- Exercise details
The lines to copy are those in the records below that hold the word "coordinates".

- Record set
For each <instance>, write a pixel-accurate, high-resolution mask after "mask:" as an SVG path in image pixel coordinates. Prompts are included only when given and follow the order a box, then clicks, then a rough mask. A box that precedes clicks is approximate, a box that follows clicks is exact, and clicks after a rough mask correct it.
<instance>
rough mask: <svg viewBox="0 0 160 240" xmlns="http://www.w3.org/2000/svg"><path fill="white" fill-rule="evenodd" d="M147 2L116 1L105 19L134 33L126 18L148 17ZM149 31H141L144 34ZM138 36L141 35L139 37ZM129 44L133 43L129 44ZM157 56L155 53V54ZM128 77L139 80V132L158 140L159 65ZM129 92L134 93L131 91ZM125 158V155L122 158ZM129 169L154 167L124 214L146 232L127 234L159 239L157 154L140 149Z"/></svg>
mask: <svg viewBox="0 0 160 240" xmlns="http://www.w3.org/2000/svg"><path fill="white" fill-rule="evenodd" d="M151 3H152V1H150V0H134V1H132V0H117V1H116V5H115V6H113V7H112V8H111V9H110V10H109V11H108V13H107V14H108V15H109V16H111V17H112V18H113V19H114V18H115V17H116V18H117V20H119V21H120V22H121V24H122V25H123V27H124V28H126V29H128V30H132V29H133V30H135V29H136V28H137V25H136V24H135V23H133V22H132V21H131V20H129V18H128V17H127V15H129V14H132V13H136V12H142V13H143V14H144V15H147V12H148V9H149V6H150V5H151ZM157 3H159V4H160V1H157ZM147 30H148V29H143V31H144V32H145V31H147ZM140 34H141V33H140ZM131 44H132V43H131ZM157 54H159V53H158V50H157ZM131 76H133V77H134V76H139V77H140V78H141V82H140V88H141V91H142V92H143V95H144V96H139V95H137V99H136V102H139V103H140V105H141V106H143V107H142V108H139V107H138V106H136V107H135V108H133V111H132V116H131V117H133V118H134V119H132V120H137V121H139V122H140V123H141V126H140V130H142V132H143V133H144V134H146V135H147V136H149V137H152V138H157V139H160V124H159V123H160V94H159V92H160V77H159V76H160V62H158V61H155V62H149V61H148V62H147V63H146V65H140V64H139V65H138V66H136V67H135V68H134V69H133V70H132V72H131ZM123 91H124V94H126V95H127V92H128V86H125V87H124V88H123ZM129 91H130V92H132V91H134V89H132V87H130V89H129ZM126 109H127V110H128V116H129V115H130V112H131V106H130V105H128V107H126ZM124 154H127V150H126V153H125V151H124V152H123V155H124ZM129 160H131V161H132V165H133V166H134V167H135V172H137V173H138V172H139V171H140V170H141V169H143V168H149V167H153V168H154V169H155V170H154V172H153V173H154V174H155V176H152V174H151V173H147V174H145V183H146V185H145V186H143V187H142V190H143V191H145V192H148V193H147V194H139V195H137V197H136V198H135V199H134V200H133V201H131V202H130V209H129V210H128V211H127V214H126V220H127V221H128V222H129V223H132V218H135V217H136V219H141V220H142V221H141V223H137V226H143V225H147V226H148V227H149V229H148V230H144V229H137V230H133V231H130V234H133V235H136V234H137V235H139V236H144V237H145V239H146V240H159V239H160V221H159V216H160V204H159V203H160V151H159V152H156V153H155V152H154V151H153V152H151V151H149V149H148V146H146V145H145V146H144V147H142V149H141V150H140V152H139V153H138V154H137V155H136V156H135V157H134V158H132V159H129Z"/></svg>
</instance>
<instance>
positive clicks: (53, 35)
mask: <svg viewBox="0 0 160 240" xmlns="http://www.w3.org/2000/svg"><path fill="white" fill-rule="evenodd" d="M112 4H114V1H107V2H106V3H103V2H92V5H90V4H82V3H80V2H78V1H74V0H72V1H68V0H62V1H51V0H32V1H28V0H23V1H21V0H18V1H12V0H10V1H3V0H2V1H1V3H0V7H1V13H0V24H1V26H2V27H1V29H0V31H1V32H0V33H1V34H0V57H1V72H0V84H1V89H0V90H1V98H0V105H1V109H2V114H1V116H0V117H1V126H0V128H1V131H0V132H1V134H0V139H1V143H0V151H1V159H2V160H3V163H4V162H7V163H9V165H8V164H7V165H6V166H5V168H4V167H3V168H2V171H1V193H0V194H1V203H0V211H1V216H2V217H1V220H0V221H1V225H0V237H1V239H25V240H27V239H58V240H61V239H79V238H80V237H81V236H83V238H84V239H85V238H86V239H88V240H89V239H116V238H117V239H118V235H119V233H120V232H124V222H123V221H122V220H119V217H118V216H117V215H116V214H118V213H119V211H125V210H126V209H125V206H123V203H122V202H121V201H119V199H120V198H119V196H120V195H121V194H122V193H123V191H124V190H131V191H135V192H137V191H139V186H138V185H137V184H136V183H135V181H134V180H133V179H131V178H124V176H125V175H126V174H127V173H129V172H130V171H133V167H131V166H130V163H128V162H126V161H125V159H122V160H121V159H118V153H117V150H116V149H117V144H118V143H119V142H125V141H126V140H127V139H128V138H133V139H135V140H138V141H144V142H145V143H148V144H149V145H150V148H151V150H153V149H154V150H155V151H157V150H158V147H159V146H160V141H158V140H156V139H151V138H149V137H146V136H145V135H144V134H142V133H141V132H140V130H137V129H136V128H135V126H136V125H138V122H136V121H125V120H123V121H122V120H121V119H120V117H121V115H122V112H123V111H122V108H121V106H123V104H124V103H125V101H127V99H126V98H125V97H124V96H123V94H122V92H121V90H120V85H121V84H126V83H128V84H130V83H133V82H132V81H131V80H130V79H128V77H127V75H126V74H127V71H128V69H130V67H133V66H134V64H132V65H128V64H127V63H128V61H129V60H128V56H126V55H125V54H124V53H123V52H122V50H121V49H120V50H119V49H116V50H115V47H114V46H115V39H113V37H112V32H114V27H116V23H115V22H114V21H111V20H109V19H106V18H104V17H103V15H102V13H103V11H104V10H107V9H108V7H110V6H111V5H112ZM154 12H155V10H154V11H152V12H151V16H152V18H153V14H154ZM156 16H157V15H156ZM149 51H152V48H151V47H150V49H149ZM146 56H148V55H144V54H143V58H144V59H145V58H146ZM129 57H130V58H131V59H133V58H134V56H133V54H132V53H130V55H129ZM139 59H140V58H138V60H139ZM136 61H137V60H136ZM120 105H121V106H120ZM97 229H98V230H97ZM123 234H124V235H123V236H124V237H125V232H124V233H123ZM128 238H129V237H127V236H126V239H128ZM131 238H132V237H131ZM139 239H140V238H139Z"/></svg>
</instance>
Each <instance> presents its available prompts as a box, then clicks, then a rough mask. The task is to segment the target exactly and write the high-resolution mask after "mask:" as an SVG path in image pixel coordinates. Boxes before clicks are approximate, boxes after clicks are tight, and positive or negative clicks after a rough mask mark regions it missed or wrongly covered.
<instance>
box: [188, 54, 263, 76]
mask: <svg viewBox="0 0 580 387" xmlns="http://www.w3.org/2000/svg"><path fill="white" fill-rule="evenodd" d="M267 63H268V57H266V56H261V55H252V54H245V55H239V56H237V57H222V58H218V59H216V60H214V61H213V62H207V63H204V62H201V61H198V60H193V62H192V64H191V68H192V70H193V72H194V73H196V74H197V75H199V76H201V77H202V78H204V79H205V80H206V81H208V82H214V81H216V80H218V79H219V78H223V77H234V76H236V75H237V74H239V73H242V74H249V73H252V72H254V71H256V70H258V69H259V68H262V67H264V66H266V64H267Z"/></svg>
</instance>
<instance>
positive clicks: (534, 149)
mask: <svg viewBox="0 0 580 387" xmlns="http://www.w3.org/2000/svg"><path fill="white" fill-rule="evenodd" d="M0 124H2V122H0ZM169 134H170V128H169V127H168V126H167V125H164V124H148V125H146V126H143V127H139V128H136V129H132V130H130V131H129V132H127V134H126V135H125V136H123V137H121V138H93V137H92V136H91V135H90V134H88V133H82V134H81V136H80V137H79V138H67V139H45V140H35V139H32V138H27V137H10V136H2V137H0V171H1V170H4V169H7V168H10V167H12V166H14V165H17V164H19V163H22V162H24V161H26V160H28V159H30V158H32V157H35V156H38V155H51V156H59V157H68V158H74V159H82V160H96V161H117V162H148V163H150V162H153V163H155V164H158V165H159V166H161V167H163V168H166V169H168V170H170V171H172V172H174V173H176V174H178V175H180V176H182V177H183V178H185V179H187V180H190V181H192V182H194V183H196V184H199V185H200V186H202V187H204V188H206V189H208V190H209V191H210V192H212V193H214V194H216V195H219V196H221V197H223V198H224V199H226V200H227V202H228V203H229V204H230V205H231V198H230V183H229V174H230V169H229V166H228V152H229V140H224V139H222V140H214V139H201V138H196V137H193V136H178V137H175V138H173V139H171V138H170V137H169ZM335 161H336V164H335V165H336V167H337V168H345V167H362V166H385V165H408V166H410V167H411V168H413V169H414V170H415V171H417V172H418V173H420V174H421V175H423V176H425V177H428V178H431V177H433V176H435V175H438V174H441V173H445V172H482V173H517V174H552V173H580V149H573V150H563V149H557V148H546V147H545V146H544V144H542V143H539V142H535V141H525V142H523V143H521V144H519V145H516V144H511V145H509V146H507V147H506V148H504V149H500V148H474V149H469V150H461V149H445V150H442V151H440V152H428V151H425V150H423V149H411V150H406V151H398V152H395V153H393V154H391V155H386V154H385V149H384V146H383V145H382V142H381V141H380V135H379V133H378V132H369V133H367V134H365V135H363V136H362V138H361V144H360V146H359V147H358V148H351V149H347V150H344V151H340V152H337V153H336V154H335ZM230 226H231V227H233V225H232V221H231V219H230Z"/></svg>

- Solution
For each <instance>, write a pixel-accurate, high-resolution mask after "mask:" as an SVG path in image pixel coordinates. Prompts are included only when given and follow the order a box, then clicks, then a rough mask. A box that precedes clicks is approximate, a box that follows clicks is exact, and clicks after a rough mask correct it.
Each <instance> presents its available prompts as a box, then clicks, then a rough mask. The task is to segment the target exactly and write the high-resolution mask after "mask:" as an SVG path in image pixel coordinates. Boxes before clicks are approximate, boxes after clicks are tight, and positive or negative clicks after a rough mask mark regions it missed or wrongly covered.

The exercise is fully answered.